AUFGABENSTELLUNG
1. Nenne bitte alle Bezeichnungen für Trainer, die im Interviewausschnitt zur Athletenselektion vorkommen.
2. Führe den Interviewausschnitt zur Athletenselektion im Anschluss an seinen letzten Satz weiter.

+++ VORLIEGENDER TEXT +++

Wie verlaufen innerhalb des Gremiums die Abstimmungen betreffend eine Selektion?
Wir haben die Athleten während Jahren in einem Prozess drin, sie werden laufend beobachtet und stehen daher auf einer Longlist. Über diese Longlist und anhand der Kriterien, die wir über ein System erfassen, sehen wir schon während der Saison, wer welche Kriterien bereits erreicht hat. Ende Saison ist bei den meisten Athleten klar, welchem Kader sie in der Folgesaison angehören. Es gibt klare Regelungen. Hat ein Athlet diese erreicht, hat er die Selektion geschafft. Hat ein Athlet die Richtlinien nicht erreicht, hat er keine Selektion. Aber natürlich gibt es auch Grenzfälle, wenn zum Beispiel ein Athlet während einer Saison über einen gewissen Zeitraum verletzt war. Dann wird das Urteil der Trainer innerhalb der Selektionskommission hinzugezogen. Die Cheftrainer stützen sich dabei auf die Einschätzungen ihrer Gruppentrainer, die eng mit dem Team zusammenarbeiten.

+++ ANGEZEIGTE EINTRÄGE +++

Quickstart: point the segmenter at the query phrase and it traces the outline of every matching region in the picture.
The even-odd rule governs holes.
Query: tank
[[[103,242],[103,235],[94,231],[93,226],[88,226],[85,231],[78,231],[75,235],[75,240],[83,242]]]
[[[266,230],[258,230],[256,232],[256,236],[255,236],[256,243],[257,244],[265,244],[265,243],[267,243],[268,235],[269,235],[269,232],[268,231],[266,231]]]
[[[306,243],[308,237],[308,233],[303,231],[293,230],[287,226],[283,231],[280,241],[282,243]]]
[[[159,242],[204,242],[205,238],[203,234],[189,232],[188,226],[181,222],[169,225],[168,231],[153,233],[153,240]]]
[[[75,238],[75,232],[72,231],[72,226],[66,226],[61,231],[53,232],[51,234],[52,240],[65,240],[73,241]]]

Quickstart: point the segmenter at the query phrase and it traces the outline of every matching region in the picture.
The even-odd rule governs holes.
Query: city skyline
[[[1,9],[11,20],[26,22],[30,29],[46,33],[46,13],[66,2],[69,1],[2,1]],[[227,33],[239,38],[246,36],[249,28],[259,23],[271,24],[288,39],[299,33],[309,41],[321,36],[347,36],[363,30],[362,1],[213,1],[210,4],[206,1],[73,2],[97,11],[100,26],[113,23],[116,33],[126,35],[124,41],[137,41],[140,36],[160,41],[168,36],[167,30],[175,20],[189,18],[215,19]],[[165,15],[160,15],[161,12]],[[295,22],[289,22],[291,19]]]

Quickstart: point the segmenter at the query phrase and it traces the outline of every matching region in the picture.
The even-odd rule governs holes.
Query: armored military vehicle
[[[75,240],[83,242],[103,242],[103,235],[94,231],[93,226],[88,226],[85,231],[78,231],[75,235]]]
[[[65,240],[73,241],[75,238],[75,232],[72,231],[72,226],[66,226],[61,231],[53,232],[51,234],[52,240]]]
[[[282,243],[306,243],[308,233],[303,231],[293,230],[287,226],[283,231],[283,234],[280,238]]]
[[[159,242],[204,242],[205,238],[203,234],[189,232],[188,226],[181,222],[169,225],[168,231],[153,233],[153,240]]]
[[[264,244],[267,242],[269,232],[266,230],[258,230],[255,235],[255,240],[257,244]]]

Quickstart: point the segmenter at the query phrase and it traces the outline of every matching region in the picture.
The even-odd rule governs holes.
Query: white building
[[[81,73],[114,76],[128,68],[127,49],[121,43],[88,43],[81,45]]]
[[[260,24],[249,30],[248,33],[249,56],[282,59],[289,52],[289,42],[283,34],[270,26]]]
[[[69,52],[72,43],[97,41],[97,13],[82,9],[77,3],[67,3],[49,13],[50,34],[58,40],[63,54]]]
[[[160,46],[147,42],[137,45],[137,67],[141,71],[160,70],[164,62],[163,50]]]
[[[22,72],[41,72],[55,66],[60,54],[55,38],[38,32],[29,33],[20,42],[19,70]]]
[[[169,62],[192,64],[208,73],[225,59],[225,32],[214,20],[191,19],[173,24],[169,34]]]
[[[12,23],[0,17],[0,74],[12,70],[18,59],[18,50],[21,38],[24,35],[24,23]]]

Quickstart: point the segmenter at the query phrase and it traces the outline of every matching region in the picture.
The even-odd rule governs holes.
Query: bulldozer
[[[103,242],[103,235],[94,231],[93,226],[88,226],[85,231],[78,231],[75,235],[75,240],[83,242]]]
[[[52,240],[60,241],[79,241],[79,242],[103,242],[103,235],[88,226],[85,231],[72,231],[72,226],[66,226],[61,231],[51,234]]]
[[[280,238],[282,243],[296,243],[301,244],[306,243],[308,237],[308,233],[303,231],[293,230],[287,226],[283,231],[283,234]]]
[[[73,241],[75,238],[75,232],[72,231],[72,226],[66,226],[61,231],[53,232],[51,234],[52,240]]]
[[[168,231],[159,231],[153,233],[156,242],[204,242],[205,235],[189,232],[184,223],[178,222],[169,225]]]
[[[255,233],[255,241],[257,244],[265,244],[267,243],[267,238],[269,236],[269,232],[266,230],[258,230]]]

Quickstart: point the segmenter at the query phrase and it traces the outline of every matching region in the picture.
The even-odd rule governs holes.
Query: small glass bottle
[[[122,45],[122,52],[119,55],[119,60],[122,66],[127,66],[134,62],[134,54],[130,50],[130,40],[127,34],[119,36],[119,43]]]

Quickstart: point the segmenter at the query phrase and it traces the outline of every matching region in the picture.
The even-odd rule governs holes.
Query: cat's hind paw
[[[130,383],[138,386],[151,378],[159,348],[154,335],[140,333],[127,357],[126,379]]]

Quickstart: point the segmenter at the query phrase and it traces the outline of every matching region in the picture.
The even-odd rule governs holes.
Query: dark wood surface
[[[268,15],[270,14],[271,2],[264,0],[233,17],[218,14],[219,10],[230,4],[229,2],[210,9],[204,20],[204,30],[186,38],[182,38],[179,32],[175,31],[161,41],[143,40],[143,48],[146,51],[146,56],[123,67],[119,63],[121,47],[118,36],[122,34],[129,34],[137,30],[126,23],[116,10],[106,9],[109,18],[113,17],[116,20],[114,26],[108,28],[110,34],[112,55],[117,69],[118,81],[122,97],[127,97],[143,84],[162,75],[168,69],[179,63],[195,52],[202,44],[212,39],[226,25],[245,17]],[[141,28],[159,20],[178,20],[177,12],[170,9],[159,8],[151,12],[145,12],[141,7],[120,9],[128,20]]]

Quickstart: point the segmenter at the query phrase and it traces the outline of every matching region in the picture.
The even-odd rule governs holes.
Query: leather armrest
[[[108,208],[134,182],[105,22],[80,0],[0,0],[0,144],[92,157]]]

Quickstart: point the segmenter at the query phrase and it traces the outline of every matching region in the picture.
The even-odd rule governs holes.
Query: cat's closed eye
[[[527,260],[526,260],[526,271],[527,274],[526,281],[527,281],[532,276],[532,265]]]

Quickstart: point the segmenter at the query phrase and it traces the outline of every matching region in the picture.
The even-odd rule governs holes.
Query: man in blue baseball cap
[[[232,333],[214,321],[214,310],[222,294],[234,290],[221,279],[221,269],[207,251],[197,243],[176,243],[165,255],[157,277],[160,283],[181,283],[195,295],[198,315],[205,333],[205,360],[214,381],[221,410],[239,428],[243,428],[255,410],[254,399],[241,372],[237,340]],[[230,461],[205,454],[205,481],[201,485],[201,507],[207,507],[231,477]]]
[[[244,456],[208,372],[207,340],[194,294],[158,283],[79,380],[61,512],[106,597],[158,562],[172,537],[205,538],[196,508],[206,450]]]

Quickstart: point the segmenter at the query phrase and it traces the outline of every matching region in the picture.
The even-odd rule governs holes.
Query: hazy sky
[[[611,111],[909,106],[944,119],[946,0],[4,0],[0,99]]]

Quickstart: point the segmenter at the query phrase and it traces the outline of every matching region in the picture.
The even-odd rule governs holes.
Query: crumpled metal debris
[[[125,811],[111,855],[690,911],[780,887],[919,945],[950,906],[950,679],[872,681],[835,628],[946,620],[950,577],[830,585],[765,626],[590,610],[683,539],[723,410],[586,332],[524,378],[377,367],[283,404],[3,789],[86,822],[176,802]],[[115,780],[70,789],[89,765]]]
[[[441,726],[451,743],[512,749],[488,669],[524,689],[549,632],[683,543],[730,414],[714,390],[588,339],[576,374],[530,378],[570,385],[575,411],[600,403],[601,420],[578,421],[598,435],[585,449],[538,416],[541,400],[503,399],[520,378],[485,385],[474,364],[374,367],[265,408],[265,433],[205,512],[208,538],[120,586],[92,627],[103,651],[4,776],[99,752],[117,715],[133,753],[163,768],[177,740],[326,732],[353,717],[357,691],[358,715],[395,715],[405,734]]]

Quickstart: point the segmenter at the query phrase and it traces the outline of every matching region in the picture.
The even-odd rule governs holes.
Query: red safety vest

+++

DIE LÖSUNGEN
1. Trainer, Cheftrainer, Gruppentrainer

2.
Wer hat den allfälligen Stichentscheid?
Diesen suchen wir nicht. Falls er nötig wäre, würde diesen der Direktor Alpin fällen.
Gab es Härtefälle beim diesjährigen Selektionsprozess?
Es gibt immer Athleten, bei denen es knapp ist. Man muss dann zum Teil harte Entscheide treffen, indem Athleten zurück an den Regionalverband geschickt werden. Andere wiederum werden über den Trainerentscheid im Kader belassen.
Vor zwei Jahren umfasste das Alpin-Kader 76 Athletinnen und Athleten, nun sind es bereits 96. Wie lässt sich dieser Zuwachs erklären?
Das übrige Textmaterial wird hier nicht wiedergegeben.